━━━ THE INPUT

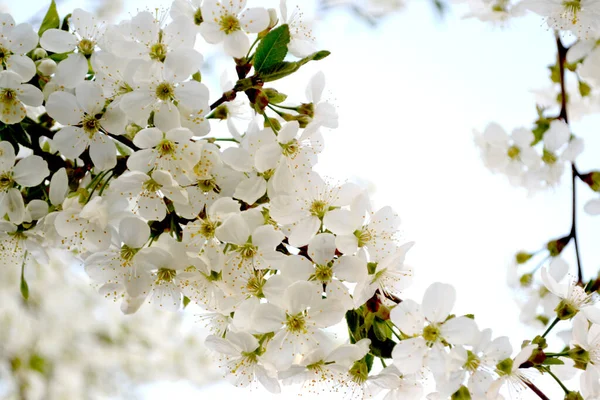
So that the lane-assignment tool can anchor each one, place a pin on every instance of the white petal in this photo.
(72, 71)
(22, 65)
(407, 317)
(342, 222)
(71, 141)
(255, 20)
(251, 189)
(321, 248)
(59, 187)
(299, 296)
(63, 107)
(438, 301)
(192, 94)
(233, 230)
(592, 207)
(460, 330)
(211, 32)
(304, 230)
(148, 138)
(221, 345)
(31, 171)
(267, 237)
(350, 268)
(268, 318)
(167, 117)
(236, 44)
(267, 157)
(30, 95)
(90, 97)
(408, 355)
(181, 63)
(14, 206)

━━━━━━

**EXERCISE GOAL:** Could you rewrite the items above with "white petal" replaced by "pink petal" and nothing else changed? Leave the pictures out of your answer.

**OUTPUT OF THE TASK:**
So that the lane-assignment tool can anchor each one, place a pin on every instance of the pink petal in this photo.
(72, 71)
(22, 65)
(407, 317)
(342, 222)
(71, 141)
(255, 20)
(251, 189)
(321, 248)
(59, 187)
(299, 296)
(63, 107)
(438, 301)
(192, 94)
(233, 230)
(592, 207)
(460, 330)
(211, 32)
(304, 230)
(148, 138)
(221, 345)
(31, 171)
(267, 237)
(350, 268)
(268, 318)
(167, 117)
(236, 44)
(267, 157)
(30, 95)
(90, 97)
(408, 355)
(181, 63)
(14, 206)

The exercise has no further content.